> **Goal**: Would you extract the whole listing below and retype it exactly?

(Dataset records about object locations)
§
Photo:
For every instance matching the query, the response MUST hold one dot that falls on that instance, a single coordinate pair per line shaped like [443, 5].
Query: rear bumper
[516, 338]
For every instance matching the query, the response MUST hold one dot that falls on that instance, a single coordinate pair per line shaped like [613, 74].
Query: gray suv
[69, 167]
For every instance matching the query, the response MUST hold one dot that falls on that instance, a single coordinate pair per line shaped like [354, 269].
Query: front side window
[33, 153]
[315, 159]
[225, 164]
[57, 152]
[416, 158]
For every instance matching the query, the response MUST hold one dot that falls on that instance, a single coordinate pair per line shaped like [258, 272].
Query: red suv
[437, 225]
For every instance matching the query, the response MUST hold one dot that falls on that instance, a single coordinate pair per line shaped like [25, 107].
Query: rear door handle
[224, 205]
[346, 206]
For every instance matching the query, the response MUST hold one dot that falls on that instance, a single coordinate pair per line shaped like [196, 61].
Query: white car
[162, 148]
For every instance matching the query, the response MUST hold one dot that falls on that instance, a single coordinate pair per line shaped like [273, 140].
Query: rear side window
§
> **Task result**:
Photo:
For every instance matching the query, the response MUST hold one dot that falls on that instance, a single coordinate pair per line shaped like [443, 5].
Query: rear bumper
[516, 338]
For every instance matching the query, the response MUST hold one dot that falls on that instance, a single coordinate pair per line shaped like [613, 74].
Query: gray suv
[69, 167]
For every instance matching the query, the response MUST hold one dot that falls on that instance, a single coordinate pair per line shaped like [354, 269].
Query: front side window
[33, 153]
[315, 159]
[225, 164]
[57, 152]
[416, 158]
For every instance matching the query, the response MUST hold one dot that falls on that instance, a single coordinate pair per line shaped like [258, 272].
Query: red suv
[437, 225]
For every instance matching the query, the response MUST hold one dot that falls on that instance, a single coordinate pair per line shaped like [25, 107].
Query: rear door handle
[224, 205]
[346, 206]
For every instance matching the query, the response MUST hold one dot that falls on that instance, a single coordinate pair per line shaped like [196, 61].
Query: white car
[162, 148]
For every instance matching the query, the response MUST hold one dot that falls on that instance, a single coordinate pair per line shaped like [273, 140].
Query: rear side window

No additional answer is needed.